WRITTEN PROBLEM
Reproduce every one of the lines below verbatim, changing no character.
** Start RECORDS TO PROCESS **
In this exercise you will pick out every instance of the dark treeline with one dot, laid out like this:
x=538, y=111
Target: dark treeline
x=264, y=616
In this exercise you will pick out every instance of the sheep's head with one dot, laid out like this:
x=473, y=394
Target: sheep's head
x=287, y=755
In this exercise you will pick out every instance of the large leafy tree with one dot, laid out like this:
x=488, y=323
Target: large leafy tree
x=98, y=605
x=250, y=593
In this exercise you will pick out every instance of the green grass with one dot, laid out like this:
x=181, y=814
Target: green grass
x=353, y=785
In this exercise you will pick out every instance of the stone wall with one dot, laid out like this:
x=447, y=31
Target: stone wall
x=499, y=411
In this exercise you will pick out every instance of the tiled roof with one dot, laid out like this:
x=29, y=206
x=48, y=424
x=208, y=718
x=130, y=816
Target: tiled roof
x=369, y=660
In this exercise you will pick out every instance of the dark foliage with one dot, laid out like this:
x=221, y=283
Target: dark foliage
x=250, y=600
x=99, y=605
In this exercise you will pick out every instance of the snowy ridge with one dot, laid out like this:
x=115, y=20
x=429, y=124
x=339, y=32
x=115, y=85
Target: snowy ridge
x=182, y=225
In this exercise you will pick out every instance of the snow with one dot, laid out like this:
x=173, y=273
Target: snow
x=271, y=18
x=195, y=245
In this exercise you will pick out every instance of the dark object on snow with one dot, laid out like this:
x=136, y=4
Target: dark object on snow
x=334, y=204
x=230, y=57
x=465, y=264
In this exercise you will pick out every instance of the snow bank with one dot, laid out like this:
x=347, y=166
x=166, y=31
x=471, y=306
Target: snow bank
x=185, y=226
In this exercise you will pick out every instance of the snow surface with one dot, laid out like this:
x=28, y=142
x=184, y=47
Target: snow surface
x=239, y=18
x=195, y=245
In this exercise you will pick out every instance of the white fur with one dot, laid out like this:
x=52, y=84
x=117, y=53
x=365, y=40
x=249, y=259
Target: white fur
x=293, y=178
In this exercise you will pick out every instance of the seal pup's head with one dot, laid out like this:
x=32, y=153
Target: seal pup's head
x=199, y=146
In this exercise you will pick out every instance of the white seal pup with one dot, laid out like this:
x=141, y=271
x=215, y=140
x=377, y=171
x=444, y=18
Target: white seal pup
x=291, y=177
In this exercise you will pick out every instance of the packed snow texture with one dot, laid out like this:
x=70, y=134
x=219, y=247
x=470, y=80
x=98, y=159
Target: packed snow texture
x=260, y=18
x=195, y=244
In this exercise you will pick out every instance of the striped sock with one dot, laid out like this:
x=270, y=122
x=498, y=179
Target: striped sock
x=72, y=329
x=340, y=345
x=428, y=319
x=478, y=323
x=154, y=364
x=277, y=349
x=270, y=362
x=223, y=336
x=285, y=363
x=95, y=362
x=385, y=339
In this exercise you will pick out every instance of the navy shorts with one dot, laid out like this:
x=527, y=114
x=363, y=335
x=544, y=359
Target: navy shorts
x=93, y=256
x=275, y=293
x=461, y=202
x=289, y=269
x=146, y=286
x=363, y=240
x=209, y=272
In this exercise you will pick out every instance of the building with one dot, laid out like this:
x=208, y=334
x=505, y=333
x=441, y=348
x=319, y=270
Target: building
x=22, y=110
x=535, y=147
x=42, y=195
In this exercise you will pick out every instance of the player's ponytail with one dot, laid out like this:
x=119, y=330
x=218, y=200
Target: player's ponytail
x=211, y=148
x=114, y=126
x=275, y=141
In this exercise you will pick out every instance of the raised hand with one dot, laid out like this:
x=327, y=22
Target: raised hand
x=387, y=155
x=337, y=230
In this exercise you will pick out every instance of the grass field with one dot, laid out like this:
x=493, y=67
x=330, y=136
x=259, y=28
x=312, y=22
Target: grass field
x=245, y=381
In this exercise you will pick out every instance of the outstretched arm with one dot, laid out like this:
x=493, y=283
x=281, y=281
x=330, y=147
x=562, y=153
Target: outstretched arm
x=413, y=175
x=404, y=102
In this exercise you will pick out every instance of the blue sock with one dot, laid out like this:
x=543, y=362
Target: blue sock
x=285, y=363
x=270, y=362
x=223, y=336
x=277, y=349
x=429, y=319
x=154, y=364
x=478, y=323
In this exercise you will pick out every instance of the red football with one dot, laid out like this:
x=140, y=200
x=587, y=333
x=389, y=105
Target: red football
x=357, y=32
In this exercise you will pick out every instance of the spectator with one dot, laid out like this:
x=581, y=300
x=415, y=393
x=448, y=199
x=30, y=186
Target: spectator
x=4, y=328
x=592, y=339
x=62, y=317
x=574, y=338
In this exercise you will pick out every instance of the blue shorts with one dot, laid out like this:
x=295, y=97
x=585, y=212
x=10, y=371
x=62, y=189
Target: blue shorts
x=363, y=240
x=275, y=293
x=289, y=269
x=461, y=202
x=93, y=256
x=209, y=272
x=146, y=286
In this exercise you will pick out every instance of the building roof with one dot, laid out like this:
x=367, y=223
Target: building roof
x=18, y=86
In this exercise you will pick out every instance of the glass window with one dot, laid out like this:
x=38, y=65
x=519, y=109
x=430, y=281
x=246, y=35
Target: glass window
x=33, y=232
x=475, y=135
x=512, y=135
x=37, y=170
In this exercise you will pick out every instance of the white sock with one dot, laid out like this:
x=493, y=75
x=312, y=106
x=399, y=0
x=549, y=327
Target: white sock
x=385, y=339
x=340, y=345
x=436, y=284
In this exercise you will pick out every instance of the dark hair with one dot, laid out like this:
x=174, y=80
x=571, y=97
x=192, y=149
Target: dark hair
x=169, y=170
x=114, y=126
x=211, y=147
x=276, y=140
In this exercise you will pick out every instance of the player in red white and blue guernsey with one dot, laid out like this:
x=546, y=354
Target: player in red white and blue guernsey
** End RECORDS TO PROCESS **
SOLUTION TO THIS TASK
In this exercise you will pick out every instance of the dark treeline with one dot, laid out like this:
x=538, y=111
Target: dark treeline
x=264, y=616
In this exercise you will pick out every instance of the sheep's head with one dot, laid out like this:
x=473, y=394
Target: sheep's head
x=287, y=755
In this exercise you will pick out every instance of the large leafy tree with one dot, laid out like this:
x=488, y=323
Target: large leafy tree
x=98, y=605
x=250, y=593
In this exercise you will pick out every instance of the green grass with one dot, laid out like this:
x=181, y=814
Target: green grass
x=353, y=785
In this exercise you will pick out every instance of the stone wall with one dot, laid out like this:
x=447, y=31
Target: stone wall
x=499, y=411
In this exercise you will pick out every instance of the tiled roof with one dot, laid out like this:
x=29, y=206
x=48, y=424
x=208, y=718
x=130, y=816
Target: tiled roof
x=369, y=660
In this exercise you will pick out every instance of the dark foliage with one dot, laid out like this:
x=221, y=283
Target: dark foliage
x=250, y=600
x=99, y=605
In this exercise you will pick out every instance of the snowy ridge with one dot, laid out like this:
x=115, y=20
x=429, y=124
x=339, y=32
x=115, y=85
Target: snowy ridge
x=182, y=225
In this exercise you will pick out every instance of the snow with one dot, laid out like this:
x=173, y=273
Target: snow
x=271, y=18
x=195, y=245
In this exercise you will pick out every instance of the dark object on snow with one dot, laid out like this:
x=136, y=4
Target: dark object on snow
x=334, y=204
x=230, y=57
x=465, y=264
In this exercise you will pick out every instance of the snow bank with one dot, laid out like this:
x=347, y=166
x=166, y=31
x=471, y=306
Target: snow bank
x=185, y=226
In this exercise you will pick out every instance of the snow surface with one dot, laid out like this:
x=28, y=142
x=184, y=47
Target: snow surface
x=239, y=18
x=195, y=245
In this exercise you will pick out every instance of the white fur with one dot, laid out like this:
x=52, y=84
x=117, y=53
x=365, y=40
x=249, y=259
Target: white fur
x=293, y=178
In this exercise you will pick out every instance of the seal pup's head with one dot, laid out like this:
x=32, y=153
Target: seal pup's head
x=199, y=146
In this exercise you will pick out every instance of the white seal pup with one dot, laid out like this:
x=141, y=271
x=215, y=140
x=377, y=171
x=444, y=18
Target: white seal pup
x=291, y=177
In this exercise you will pick out every instance of the packed snow texture with one dot, laid out like this:
x=70, y=134
x=219, y=247
x=470, y=80
x=98, y=159
Target: packed snow texture
x=260, y=18
x=195, y=244
In this exercise you will pick out every instance of the striped sock with one dot, laid out like this:
x=270, y=122
x=498, y=179
Target: striped sock
x=72, y=329
x=340, y=345
x=428, y=319
x=478, y=323
x=154, y=364
x=277, y=349
x=270, y=362
x=223, y=336
x=285, y=363
x=95, y=362
x=385, y=339
In this exercise you will pick out every instance of the navy shorts with one dot, laid out like this:
x=527, y=114
x=363, y=335
x=544, y=359
Target: navy shorts
x=93, y=256
x=275, y=293
x=461, y=202
x=289, y=269
x=146, y=286
x=363, y=240
x=209, y=272
In this exercise you will pick out every instance of the building with one dot, laid out like this:
x=208, y=334
x=505, y=333
x=441, y=348
x=319, y=270
Target: building
x=22, y=110
x=535, y=147
x=42, y=195
In this exercise you will pick out every instance of the player's ponytail with one dot, laid out like this:
x=119, y=330
x=218, y=200
Target: player's ponytail
x=211, y=148
x=114, y=126
x=275, y=141
In this exercise you will pick out every instance of the raised hand with one dot, laid out like this:
x=327, y=22
Target: raised hand
x=387, y=155
x=337, y=230
In this exercise you will pick out every instance of the grass field with one dot, laid out like this:
x=493, y=67
x=330, y=136
x=259, y=28
x=312, y=22
Target: grass field
x=245, y=381
In this exercise you will pick out every instance of the outstretched arm with one dot, laid out like this:
x=493, y=283
x=281, y=281
x=330, y=147
x=562, y=153
Target: outstretched arm
x=413, y=175
x=404, y=102
In this exercise you will pick out every instance of the blue sock with one dot, laid out like this:
x=543, y=362
Target: blue sock
x=285, y=363
x=270, y=362
x=223, y=336
x=277, y=349
x=429, y=319
x=154, y=364
x=478, y=323
In this exercise you will pick out every instance of the red football with one dot, laid out like this:
x=140, y=200
x=587, y=333
x=389, y=105
Target: red football
x=357, y=32
In this exercise you will pick out every instance of the spectator with one dot, laid out like this:
x=581, y=300
x=415, y=393
x=448, y=199
x=30, y=186
Target: spectator
x=4, y=328
x=592, y=339
x=62, y=317
x=574, y=338
In this exercise you will pick out every instance of the blue shorts with one dot, laid out like this:
x=295, y=97
x=585, y=212
x=10, y=371
x=62, y=189
Target: blue shorts
x=363, y=240
x=275, y=293
x=289, y=269
x=461, y=202
x=93, y=256
x=209, y=272
x=146, y=286
In this exercise you will pick out every instance of the building roof with one dot, laid out like this:
x=367, y=223
Target: building roof
x=18, y=86
In this exercise you will pick out every instance of the glass window with one dot, laid out like this:
x=38, y=65
x=519, y=109
x=430, y=281
x=246, y=35
Target: glass window
x=33, y=232
x=475, y=135
x=512, y=135
x=37, y=170
In this exercise you will pick out every instance of the white sock with one dot, laid out like this:
x=493, y=75
x=312, y=106
x=399, y=0
x=549, y=327
Target: white sock
x=385, y=339
x=340, y=345
x=436, y=284
In this exercise you will pick out every instance of the dark hair with one dot, laid out like this:
x=174, y=80
x=571, y=97
x=192, y=149
Target: dark hair
x=169, y=170
x=114, y=126
x=211, y=147
x=276, y=140
In this exercise you will pick out every instance of the player in red white and blue guernsey with one dot, laid out like this:
x=546, y=354
Target: player in red white and blue guernsey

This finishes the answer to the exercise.